Work instructions:
In the firearms forum thread, what does SOCOM42 name as the predecessor to the Henry?

Excerpt:

I'll stay with an AR carbine. Why does anybody want a pistol cartridge in a carbine?? So you can shoot out to 75 yards instead of 50? If your fighting for your live and your away from home I'd want the AR. 

S&W is still one of the great gun makers in the history if the US. They are directly responsible for designs and inventions that changed firearm development since the Civil War. Who did Winchester work for before copying S&W's design to come up with the rifle?? Sure they made a mistake. Doesn't everyone??


----------



## SOCOM42 (Nov 9, 2012)

chipper said:


> i'll stay with an ar carbine. Why does anybody want a pistol cartridge in a carbine?? So you can shoot out to 75 yards instead of 50? If your fighting for your live and your away from home i'd want the ar.
> 
> S&w is still one of the great gun makers in the history if the us. They are directly responsible for designs and inventions that changed firearm development since the civil war. Who did winchester work for before copying s&w's design to come up with the rifle?? Sure they made a mistake. Doesn't everyone??


Um, Winchester bought and produced most of their models from John Browning.
Most well known are 92 wini, 94, wini, 97 shotgun, mod 12 shotgun.
Veery little was developed by Winchester who was just a marketing hustler.
Even the Henry was bought out by him. The volcanic was the predecessor to the Henry, that was an S&W.
Browning would come to him with new guns which he would purchase the manufacturing rights for.


----------



## Arklatex (May 24, 2014)

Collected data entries
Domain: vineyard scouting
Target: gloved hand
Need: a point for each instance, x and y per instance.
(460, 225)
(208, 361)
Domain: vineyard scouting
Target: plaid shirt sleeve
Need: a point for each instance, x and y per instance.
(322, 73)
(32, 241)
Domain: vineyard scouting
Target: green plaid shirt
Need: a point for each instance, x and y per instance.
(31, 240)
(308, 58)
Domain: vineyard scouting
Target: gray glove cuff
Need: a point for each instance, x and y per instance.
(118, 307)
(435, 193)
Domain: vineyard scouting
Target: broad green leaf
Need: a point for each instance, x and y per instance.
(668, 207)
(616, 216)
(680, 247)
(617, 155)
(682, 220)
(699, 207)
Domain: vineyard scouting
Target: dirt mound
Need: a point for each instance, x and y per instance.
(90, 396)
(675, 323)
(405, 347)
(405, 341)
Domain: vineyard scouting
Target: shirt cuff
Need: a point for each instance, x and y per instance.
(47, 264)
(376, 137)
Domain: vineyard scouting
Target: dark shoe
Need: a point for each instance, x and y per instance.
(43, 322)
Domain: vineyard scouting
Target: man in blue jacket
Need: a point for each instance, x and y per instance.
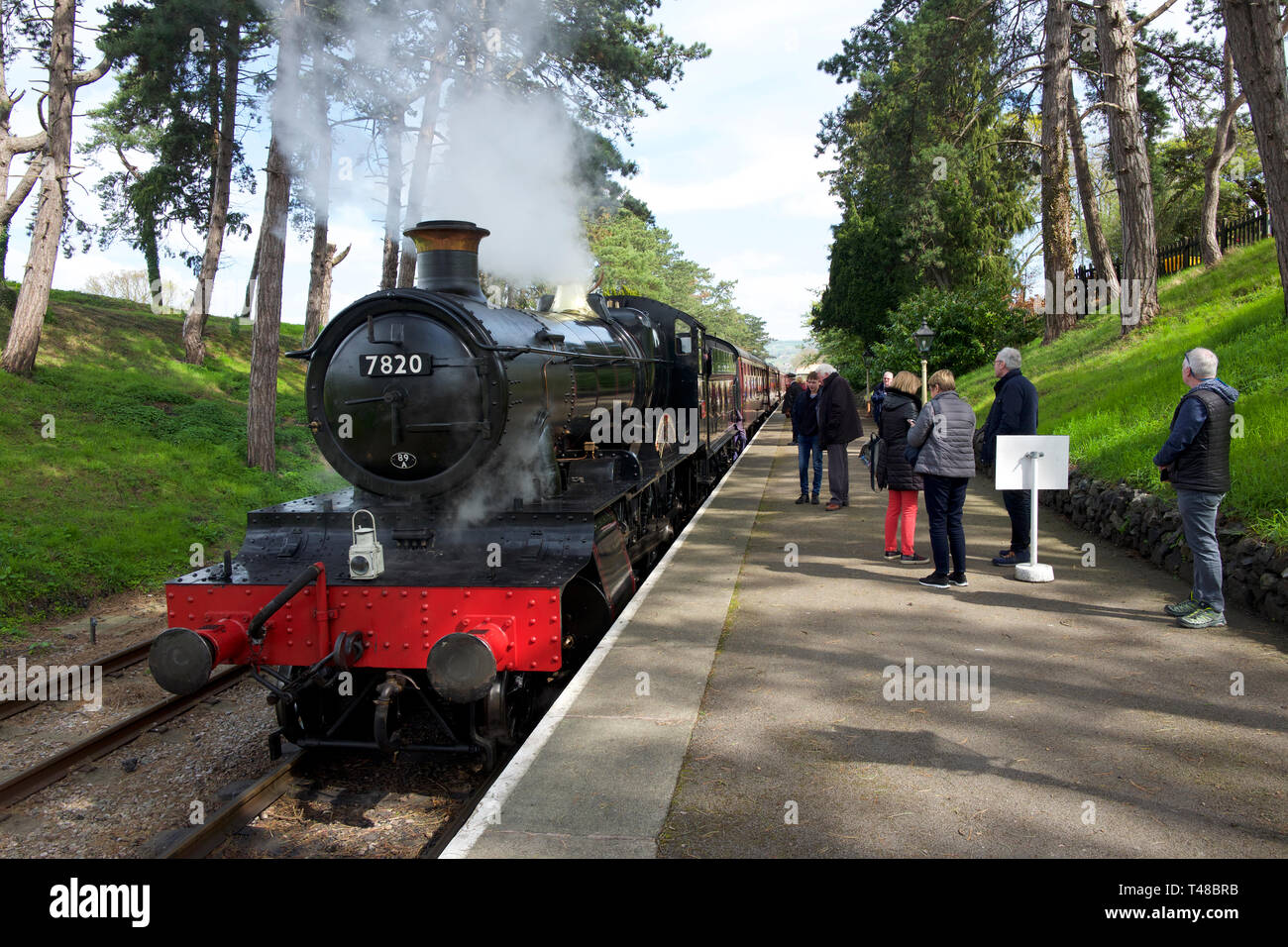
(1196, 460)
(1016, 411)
* * *
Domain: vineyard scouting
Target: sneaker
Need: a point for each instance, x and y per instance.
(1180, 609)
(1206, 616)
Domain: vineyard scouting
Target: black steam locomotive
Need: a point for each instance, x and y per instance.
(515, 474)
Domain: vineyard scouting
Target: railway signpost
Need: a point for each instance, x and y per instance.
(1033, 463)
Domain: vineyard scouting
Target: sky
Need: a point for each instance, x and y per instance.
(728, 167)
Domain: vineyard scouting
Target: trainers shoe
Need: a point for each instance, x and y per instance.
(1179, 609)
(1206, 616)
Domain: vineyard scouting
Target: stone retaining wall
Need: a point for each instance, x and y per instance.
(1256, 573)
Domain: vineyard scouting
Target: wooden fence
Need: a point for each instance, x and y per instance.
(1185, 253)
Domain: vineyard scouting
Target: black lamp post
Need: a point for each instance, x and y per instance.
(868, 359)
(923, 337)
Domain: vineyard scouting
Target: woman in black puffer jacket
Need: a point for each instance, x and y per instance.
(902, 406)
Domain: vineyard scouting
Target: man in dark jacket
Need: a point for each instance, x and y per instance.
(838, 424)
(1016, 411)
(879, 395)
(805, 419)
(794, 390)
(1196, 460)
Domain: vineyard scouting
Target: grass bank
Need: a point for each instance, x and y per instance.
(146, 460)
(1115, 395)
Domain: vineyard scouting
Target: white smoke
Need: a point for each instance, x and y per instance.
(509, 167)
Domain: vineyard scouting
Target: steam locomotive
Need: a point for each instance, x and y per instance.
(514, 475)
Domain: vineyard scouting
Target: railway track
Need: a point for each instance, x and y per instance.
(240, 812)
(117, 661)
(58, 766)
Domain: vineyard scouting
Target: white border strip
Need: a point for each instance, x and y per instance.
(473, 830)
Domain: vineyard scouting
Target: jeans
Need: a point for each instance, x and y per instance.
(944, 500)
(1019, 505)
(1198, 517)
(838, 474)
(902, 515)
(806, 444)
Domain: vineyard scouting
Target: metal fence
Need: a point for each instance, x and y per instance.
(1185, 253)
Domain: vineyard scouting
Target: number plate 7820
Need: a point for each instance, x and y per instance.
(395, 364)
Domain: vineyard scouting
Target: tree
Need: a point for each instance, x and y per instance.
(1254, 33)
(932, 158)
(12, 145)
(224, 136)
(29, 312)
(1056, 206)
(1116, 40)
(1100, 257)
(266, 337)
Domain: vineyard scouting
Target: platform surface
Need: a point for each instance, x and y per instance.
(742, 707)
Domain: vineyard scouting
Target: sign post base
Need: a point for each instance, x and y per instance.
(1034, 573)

Complete output:
The Volcanic, which was an S&W.